Enregistrements de pointage:

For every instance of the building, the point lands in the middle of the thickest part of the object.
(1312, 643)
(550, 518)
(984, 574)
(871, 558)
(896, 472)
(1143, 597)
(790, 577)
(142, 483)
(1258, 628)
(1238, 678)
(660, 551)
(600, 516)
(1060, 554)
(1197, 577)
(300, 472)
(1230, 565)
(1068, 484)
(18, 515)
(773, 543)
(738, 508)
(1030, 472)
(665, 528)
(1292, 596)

**Consigne**
Transcrivez ces lignes à l'identique pour tous les enregistrements, s'il vous plaît.

**Corrigé**
For every instance of the building, the point lands in the middle of the thickest part of the object.
(1312, 643)
(550, 518)
(984, 574)
(871, 558)
(896, 472)
(1143, 597)
(790, 577)
(142, 483)
(1258, 628)
(1238, 678)
(660, 551)
(600, 516)
(1060, 554)
(1197, 577)
(300, 472)
(1230, 565)
(1068, 484)
(18, 515)
(773, 543)
(738, 508)
(1030, 472)
(665, 528)
(1292, 596)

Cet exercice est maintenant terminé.